## [Prompt]
Transcribe the full listing below exactly.

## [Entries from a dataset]
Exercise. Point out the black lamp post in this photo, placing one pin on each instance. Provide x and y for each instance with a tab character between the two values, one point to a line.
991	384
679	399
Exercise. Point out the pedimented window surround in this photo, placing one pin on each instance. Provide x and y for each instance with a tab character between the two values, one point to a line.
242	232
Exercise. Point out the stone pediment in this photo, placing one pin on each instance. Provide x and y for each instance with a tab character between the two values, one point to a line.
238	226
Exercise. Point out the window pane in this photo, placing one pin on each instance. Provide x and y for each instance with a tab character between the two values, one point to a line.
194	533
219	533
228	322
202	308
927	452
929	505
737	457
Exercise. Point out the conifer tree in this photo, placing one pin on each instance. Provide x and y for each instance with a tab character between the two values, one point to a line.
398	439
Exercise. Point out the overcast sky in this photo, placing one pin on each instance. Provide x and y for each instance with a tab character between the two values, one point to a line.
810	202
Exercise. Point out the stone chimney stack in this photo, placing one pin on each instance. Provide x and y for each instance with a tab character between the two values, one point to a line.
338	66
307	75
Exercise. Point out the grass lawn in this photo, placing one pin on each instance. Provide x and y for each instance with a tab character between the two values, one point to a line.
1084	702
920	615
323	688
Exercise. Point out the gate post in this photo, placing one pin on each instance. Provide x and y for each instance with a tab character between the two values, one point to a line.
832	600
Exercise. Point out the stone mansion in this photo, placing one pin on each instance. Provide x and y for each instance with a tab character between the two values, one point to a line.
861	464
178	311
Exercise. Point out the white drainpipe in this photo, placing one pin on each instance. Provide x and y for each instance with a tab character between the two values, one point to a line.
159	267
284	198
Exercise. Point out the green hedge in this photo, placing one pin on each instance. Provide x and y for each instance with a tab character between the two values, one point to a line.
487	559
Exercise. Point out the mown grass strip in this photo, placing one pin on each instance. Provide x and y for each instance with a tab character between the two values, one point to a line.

## [Problem solution]
Exercise. Point out the black lamp post in this photo, placing one pin on each instance. Provide x and y for each instance with a tab character between the two values, one point to a line.
991	384
679	399
Exercise. Point out the pedimented window surround in this photo, placing one pin on each instance. Provide x and y for each instance with a tab character between the two values, one point to a line.
242	232
Exercise. Point out the stone pediment in this photo, placing one pin on each instance. Provide x and y for each instance with a tab character between the two values, one point to a line.
238	226
Exercise. Point out the window pane in this photo, placing one pin on each instance. Provide x and y for each instance with a tab character between the two values, one point to a line.
194	533
219	533
228	322
202	308
927	452
929	505
737	457
Exercise. Point out the conifer tree in this photo, placing one pin on each instance. Provide x and y for each instance with a tab character between the two values, one point to a line.
398	439
Exercise. Point out the overcast sky in this photo, placing one pin on each instance. Provide x and y for each instance with a tab character between the two values, one point to a line.
810	202
Exercise. Point out the stone chimney stack in this photo, placing one pin on each instance. Provide x and y for each instance with a tab character between the two values, one point to a line.
338	66
307	75
Exercise. Point out the grass lawn in this photo, placing one pin on each instance. Provide x and y for each instance with a tab character between the two values, one point to a line.
1084	702
920	615
323	688
Exercise. Point out the gate post in this photo, placing one pin on each instance. Provide x and y for each instance with a tab character between the two values, one point to a line.
832	600
Exercise. Point out the stone mansion in this photo, placing one pin on each instance. Provide x and y for each instance with a tab character between the two values, one point to a line.
861	464
178	311
Exercise. Point out the white drainpipe in this photo, placing one pin on each instance. Provide x and y for each instance with a tab character between the two values, one point to a line.
159	267
284	198
Exercise. Point out the green hedge in this photo, placing one pin on each instance. Provide x and y for each instance with a tab character between the two values, one point to a line.
487	559
Exercise. Point out the mown grass strip in this photo, placing one pin on each instance. Provide x and y for each instance with a tab character between the two values, one point to a line.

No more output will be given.